*Stated exercise*:
Recast the rows from the line containing "Provide the mask of every instance of the cloud" through the line containing "M 412 307 L" as a JSON list of strings with one string per line, leaving out blank lines and everything outside that stretch.

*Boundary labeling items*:
========================================

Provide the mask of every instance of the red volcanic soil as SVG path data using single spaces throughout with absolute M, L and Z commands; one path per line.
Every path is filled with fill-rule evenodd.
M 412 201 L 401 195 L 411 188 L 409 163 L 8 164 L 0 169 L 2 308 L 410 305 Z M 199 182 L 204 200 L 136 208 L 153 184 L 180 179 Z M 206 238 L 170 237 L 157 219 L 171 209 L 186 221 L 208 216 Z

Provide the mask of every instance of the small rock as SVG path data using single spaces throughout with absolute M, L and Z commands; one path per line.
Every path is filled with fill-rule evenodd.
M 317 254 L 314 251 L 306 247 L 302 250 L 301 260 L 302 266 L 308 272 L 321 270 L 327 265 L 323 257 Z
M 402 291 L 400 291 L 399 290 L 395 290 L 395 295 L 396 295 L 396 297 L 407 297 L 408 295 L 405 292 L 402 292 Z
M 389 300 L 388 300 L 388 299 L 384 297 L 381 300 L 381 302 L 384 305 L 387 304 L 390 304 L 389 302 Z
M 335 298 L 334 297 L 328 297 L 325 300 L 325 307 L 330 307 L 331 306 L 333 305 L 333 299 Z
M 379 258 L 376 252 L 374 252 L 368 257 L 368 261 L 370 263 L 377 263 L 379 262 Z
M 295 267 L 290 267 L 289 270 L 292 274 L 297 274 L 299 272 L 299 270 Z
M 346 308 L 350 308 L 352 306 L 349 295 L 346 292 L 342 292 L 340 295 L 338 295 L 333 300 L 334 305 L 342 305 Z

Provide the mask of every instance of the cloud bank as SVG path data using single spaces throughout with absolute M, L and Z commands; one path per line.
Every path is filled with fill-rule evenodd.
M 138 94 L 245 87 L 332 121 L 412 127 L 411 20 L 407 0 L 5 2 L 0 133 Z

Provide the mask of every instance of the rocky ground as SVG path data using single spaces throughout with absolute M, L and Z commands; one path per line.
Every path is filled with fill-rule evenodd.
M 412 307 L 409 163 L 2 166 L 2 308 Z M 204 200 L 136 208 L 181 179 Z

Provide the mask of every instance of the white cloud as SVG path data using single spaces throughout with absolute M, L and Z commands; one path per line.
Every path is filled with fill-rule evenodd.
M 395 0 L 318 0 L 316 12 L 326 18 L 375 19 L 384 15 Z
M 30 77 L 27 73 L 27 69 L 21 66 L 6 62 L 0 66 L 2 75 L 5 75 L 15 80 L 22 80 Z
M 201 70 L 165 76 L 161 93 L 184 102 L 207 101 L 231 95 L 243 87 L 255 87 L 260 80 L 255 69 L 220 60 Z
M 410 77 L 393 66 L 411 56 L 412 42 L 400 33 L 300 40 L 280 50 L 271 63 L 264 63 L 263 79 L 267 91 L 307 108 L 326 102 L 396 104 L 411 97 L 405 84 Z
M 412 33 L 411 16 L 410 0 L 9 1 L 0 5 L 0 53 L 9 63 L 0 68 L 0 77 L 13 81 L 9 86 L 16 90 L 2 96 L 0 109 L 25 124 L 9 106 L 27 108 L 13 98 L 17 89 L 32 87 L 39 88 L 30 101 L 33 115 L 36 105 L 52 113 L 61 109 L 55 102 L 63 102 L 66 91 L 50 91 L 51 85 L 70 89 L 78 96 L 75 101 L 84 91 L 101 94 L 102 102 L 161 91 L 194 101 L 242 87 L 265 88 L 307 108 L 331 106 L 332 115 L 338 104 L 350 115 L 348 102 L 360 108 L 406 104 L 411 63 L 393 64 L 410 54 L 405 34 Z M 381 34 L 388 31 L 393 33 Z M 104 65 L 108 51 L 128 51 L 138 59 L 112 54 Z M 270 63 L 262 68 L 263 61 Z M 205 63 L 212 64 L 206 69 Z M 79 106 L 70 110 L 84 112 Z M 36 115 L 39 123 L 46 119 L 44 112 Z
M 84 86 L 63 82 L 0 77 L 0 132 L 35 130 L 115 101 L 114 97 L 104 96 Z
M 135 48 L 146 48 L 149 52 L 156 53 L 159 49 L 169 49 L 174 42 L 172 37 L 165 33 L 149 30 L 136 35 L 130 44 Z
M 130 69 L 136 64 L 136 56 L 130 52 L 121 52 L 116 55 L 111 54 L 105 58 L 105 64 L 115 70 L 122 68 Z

========================================

*The answer*:
[
  "Provide the mask of every instance of the cloud bank as SVG path data using single spaces throughout with absolute M, L and Z commands; one path per line.",
  "Every path is filled with fill-rule evenodd.",
  "M 138 94 L 245 87 L 332 121 L 412 127 L 411 20 L 407 0 L 5 2 L 0 133 Z",
  "Provide the mask of every instance of the rocky ground as SVG path data using single spaces throughout with absolute M, L and Z commands; one path per line.",
  "Every path is filled with fill-rule evenodd.",
  "M 412 307 L 409 163 L 2 166 L 2 308 Z M 204 200 L 136 208 L 181 179 Z"
]